====== Recorded information

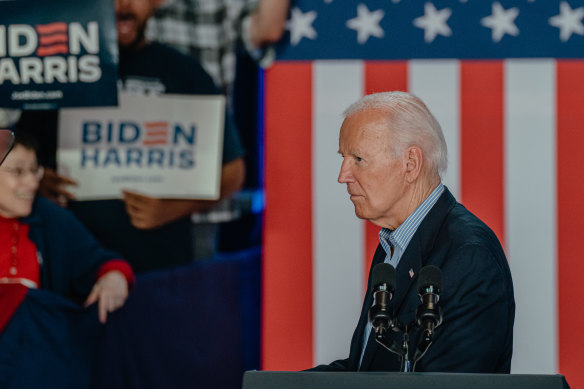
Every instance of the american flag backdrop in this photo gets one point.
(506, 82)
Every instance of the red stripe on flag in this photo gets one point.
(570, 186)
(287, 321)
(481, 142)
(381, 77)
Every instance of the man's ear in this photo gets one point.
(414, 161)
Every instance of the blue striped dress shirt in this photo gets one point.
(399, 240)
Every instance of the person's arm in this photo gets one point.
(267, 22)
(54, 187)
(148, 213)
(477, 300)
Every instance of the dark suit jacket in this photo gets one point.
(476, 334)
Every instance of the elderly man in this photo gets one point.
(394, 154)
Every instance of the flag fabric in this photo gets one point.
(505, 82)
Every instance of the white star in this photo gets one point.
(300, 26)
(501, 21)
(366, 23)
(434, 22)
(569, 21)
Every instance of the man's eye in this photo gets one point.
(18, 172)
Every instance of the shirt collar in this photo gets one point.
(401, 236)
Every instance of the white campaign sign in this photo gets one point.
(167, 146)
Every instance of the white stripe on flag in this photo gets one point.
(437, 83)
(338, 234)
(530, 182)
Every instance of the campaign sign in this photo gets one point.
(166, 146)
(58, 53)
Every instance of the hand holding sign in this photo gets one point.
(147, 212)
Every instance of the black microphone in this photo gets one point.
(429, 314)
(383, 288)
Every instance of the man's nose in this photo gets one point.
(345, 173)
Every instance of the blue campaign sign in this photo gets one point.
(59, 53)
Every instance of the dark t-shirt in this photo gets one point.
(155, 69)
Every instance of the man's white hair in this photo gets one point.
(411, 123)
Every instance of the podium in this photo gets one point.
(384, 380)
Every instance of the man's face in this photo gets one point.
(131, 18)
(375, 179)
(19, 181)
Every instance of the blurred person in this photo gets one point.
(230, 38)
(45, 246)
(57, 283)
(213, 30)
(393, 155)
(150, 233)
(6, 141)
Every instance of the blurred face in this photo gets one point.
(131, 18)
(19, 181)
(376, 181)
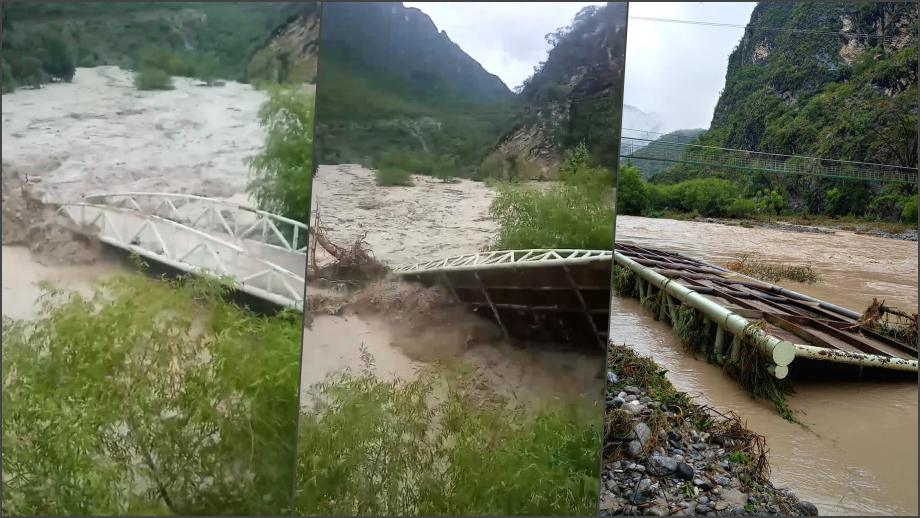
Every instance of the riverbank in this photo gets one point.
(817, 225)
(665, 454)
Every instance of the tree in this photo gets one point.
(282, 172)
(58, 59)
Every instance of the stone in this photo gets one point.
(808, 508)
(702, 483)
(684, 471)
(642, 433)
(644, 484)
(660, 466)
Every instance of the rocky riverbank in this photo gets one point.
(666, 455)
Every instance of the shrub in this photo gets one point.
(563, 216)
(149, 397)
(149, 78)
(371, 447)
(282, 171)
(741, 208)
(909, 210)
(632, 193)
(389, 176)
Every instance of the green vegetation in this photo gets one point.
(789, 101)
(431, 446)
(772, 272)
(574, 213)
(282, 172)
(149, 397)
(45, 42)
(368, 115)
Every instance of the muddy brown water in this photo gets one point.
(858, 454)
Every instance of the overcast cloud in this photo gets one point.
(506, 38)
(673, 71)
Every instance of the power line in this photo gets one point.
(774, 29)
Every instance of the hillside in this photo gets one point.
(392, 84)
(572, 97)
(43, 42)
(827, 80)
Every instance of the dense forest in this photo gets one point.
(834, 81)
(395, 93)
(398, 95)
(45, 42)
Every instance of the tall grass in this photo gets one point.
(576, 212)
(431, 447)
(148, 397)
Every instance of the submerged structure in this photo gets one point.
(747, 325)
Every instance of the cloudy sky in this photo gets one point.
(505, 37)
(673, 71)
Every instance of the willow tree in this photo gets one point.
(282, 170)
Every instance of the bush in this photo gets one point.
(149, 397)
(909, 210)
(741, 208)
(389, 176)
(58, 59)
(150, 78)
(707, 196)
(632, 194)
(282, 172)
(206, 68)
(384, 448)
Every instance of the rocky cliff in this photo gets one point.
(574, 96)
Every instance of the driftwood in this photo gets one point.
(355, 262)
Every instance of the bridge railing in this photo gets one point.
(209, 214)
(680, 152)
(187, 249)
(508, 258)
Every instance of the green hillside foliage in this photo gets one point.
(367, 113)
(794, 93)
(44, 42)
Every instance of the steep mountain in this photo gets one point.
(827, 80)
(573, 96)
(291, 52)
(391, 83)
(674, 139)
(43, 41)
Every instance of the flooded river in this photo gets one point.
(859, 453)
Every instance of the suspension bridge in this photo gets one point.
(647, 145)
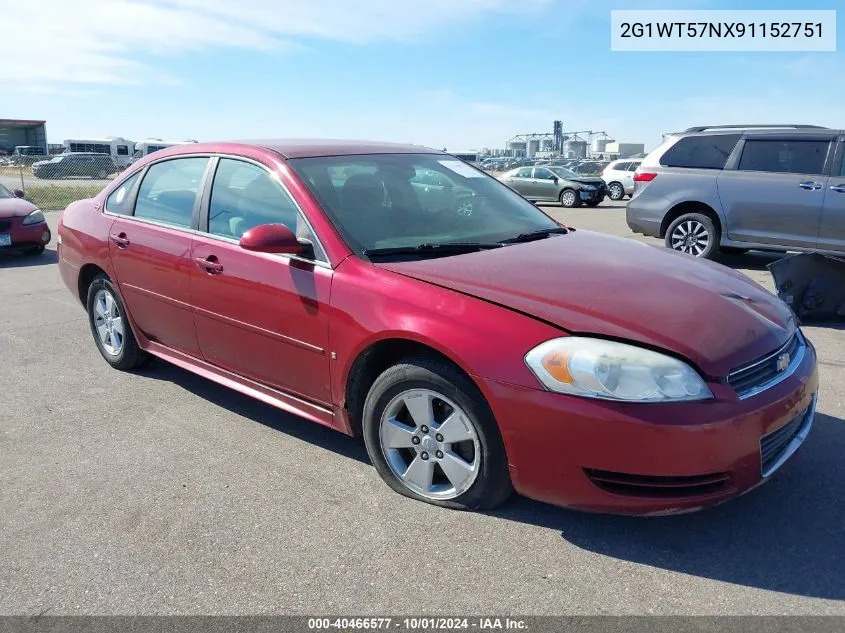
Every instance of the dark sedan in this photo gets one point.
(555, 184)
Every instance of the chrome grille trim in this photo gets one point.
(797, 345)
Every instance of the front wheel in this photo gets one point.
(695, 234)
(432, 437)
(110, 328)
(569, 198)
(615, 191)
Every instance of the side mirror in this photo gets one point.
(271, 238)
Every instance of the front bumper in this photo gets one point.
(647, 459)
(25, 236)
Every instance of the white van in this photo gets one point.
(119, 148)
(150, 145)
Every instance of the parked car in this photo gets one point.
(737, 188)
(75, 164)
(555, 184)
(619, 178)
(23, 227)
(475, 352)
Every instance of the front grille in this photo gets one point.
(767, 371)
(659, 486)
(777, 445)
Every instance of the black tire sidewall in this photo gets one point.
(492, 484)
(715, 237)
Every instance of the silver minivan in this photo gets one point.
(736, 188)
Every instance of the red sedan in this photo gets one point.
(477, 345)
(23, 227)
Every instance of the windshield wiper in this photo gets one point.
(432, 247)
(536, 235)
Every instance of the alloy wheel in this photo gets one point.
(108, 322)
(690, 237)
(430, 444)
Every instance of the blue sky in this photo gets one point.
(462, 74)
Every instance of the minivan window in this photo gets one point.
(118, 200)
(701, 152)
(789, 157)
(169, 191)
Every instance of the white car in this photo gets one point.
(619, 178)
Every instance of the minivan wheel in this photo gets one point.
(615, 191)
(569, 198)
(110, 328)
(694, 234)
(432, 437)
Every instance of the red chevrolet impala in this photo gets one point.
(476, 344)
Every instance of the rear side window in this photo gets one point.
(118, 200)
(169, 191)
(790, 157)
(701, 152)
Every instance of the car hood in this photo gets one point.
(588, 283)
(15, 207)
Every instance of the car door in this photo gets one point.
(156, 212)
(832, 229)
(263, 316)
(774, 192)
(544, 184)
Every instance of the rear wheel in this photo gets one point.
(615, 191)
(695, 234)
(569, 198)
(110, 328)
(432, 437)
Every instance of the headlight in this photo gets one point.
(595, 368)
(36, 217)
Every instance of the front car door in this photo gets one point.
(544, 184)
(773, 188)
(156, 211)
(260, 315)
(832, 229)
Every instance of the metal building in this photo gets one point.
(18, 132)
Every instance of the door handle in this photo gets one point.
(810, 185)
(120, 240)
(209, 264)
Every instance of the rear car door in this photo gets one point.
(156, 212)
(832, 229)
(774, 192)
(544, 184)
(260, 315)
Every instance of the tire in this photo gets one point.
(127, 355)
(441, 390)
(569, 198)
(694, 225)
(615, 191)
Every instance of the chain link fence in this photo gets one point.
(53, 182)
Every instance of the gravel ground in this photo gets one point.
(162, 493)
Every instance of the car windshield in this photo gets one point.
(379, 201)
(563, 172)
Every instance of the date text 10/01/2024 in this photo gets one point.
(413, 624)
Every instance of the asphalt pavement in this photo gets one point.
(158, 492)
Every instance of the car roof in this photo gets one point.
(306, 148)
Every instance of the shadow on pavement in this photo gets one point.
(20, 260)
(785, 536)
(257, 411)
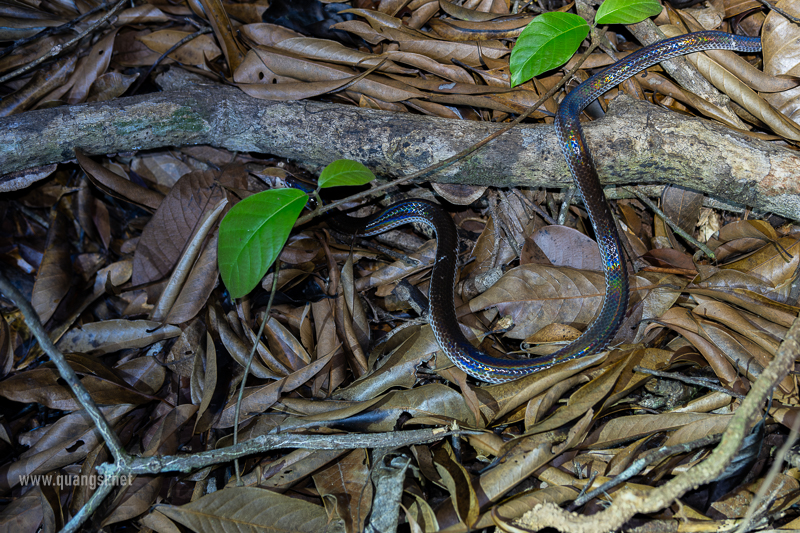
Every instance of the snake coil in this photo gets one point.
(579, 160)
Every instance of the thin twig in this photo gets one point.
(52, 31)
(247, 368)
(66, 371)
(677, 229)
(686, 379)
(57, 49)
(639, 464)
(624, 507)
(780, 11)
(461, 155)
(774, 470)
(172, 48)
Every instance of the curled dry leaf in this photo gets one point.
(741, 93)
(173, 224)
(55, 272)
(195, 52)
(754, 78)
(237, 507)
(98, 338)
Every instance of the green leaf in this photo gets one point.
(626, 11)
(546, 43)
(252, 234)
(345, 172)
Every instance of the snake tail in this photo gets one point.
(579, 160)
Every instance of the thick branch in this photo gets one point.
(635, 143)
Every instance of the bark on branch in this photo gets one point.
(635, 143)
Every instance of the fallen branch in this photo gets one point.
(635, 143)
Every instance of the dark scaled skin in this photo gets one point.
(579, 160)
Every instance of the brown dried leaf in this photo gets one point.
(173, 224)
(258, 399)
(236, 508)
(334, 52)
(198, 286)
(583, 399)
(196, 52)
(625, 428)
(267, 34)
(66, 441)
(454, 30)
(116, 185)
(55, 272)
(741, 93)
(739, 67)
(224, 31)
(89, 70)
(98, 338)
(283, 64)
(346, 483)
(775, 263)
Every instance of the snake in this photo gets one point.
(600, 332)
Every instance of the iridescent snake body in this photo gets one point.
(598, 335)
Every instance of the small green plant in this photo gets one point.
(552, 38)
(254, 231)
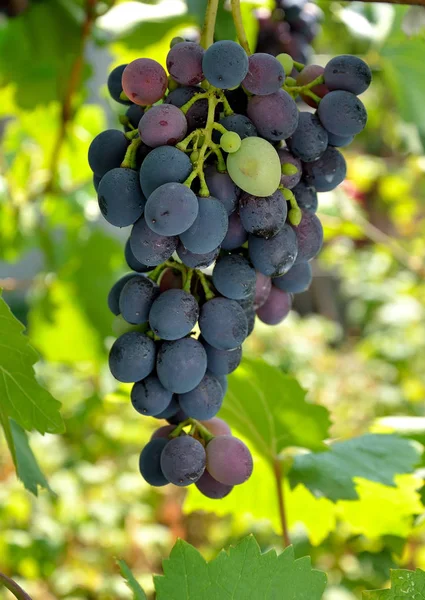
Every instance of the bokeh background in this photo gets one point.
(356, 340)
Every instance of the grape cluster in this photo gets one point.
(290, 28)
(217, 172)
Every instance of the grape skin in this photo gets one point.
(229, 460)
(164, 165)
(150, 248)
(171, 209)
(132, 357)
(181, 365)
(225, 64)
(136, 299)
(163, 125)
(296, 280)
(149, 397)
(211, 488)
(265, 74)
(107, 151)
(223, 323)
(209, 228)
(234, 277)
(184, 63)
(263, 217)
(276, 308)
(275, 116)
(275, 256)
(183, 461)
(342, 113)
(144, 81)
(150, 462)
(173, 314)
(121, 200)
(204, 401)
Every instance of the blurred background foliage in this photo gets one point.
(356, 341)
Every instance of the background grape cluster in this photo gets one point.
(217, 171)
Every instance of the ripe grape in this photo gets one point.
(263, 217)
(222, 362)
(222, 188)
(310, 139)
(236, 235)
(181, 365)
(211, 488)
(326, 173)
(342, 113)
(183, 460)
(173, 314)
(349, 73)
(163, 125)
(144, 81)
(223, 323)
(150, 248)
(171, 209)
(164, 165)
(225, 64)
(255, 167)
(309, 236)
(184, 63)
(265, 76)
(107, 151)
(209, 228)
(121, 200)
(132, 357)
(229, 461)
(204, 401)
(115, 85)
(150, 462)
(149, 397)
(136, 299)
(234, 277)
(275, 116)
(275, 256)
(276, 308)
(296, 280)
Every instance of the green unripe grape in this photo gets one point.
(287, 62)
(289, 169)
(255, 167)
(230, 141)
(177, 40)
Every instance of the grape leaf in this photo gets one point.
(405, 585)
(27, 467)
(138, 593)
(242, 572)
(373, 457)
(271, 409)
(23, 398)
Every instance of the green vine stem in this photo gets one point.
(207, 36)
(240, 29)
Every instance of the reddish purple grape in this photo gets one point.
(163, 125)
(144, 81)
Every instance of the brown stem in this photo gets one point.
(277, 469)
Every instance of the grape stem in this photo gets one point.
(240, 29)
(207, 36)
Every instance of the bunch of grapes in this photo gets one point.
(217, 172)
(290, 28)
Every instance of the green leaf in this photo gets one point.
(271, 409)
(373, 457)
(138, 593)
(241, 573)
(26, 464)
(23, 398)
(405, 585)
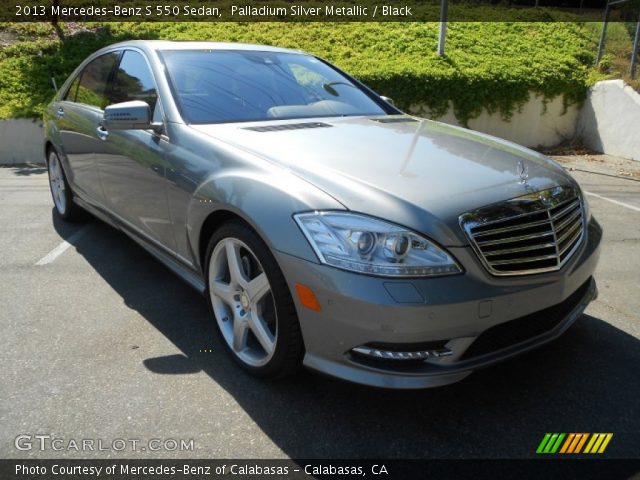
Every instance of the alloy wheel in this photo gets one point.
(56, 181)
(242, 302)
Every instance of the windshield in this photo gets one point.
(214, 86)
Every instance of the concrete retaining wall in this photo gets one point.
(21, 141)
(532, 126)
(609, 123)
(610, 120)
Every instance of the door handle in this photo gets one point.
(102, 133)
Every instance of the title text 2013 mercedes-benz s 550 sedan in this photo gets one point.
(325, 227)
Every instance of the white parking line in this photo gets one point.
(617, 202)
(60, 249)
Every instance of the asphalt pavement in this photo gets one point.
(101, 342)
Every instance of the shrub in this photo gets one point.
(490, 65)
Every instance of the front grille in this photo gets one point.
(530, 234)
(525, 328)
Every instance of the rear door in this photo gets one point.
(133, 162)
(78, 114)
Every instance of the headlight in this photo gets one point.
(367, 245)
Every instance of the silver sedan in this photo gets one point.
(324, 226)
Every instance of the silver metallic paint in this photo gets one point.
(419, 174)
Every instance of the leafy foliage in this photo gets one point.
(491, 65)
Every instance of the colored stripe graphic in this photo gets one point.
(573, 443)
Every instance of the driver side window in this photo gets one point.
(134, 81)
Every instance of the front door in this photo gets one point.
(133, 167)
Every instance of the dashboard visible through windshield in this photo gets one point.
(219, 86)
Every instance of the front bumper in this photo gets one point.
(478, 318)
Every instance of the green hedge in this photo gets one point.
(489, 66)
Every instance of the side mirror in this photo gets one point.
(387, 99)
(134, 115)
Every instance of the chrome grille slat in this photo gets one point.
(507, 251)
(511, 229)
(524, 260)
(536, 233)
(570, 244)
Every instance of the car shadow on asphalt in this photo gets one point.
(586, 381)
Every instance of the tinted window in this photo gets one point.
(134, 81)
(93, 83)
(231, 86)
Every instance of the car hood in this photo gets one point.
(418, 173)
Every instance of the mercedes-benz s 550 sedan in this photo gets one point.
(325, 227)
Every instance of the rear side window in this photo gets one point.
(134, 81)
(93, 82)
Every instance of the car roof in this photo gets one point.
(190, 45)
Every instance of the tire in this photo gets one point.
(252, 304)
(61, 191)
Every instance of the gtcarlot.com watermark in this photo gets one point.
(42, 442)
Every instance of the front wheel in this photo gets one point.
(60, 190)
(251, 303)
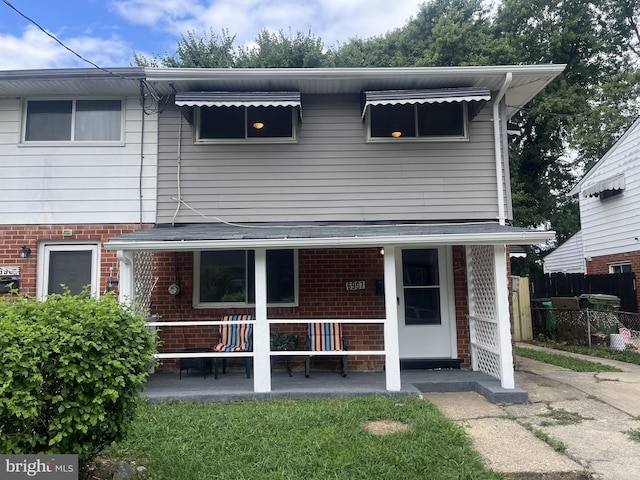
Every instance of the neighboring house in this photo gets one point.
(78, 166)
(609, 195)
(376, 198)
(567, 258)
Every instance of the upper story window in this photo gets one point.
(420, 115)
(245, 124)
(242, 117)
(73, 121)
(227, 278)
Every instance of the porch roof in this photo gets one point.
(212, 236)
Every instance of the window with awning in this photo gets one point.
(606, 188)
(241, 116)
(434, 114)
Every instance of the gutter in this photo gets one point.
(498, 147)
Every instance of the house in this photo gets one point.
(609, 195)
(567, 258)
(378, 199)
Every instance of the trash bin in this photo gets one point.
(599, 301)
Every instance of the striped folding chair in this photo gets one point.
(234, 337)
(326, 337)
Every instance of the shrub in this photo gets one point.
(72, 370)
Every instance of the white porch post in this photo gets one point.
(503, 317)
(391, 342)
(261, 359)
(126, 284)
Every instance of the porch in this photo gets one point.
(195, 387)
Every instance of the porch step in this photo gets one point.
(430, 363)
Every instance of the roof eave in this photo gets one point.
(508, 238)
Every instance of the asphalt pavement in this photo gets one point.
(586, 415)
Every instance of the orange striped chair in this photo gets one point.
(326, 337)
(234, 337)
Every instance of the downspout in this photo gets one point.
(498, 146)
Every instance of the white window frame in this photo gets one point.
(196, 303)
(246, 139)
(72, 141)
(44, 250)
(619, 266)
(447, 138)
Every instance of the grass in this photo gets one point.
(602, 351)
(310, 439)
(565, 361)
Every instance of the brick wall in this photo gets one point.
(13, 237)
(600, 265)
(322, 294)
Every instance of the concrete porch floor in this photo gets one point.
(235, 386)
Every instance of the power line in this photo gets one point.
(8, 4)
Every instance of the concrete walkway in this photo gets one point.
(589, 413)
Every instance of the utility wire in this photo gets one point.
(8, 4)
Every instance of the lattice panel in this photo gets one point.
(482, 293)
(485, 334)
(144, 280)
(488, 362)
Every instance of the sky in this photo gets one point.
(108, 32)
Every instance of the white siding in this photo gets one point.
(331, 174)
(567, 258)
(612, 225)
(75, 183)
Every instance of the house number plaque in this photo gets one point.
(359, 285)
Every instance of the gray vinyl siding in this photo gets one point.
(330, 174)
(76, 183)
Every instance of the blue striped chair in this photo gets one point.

============

Make an exact copy of every line from the one with "Every instance of the white window" to the end of the data, with the first and last of those lines included.

Every instance of the white window frame in this photo gets one point.
(196, 303)
(246, 139)
(72, 141)
(44, 250)
(619, 266)
(447, 138)
Every instance of the grass in this photo gets one point.
(602, 351)
(310, 439)
(565, 361)
Every instance of the brick wall in this photo gets one point.
(13, 237)
(600, 265)
(322, 294)
Every instance of the concrete porch floor in this photo gets one point.
(235, 386)
Every instance of the power line in this photo gets one point.
(8, 4)
Every instance of the concrete walkway in this photo gets one point.
(589, 413)
Every instance of the utility wire in this photo gets one point.
(8, 4)
Every instance of the lattice panel in this photo gets one point.
(482, 293)
(485, 334)
(144, 280)
(488, 362)
Every instance of the sky in this photo gets one point.
(108, 32)
Every instance of the white siding in this photo gets one point.
(331, 174)
(567, 258)
(612, 225)
(75, 183)
Every instance of the house number plaque in this photo gets one point.
(359, 285)
Every instance of the gray vinyl siding in this photo gets one point.
(330, 174)
(76, 183)
Every instance of the blue striped chair in this photo gets one point.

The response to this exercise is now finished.